• _Data provided_:
************
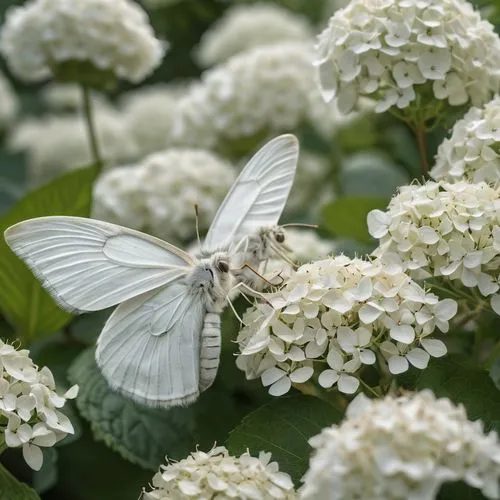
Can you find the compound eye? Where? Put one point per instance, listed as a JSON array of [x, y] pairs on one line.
[[223, 266], [280, 237]]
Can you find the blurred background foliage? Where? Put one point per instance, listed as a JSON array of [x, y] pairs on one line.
[[119, 444]]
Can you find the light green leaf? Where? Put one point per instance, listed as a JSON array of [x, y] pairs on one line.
[[22, 299], [346, 216], [12, 489], [453, 377], [371, 174], [140, 434], [283, 427]]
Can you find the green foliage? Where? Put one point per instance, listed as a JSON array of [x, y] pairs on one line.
[[346, 217], [22, 299], [283, 427], [12, 489], [140, 434]]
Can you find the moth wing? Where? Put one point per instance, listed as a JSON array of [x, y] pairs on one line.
[[149, 349], [259, 194], [88, 265]]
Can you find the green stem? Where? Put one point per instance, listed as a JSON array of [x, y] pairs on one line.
[[91, 129]]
************
• _Instructions for the task_: Copy the records above exactly, leaving out every picture.

• _Task solution_:
Can you find the compound eye? Where? Put one point per instance, listed as a JSON array of [x, y] pairs on one line.
[[223, 266], [280, 237]]
Can you find the blurred background foliage? Where? Put one point per instance, listed as a JSON array of [x, y] pairs on one line.
[[119, 444]]
Can you find the light green leaf? Where? Put one point per instance, listed as a JSON array of [x, y] pairs on one line.
[[22, 299], [346, 216], [12, 489], [453, 377], [371, 174], [140, 434], [283, 427]]
Can you find the green foliage? Where? Put one point per instance, listed as a JSON array of [x, y] pairs on one line.
[[346, 217], [22, 299], [283, 427], [12, 489], [140, 434]]
Can you find the moth wing? Where? Put one point per instance, listed as a JSON array of [x, y] pairs on one line.
[[149, 349], [259, 194], [88, 265]]
Can you find the green stem? Where? Put one point per instance, listed as a JSON array of [x, y] pairs on one line.
[[91, 129]]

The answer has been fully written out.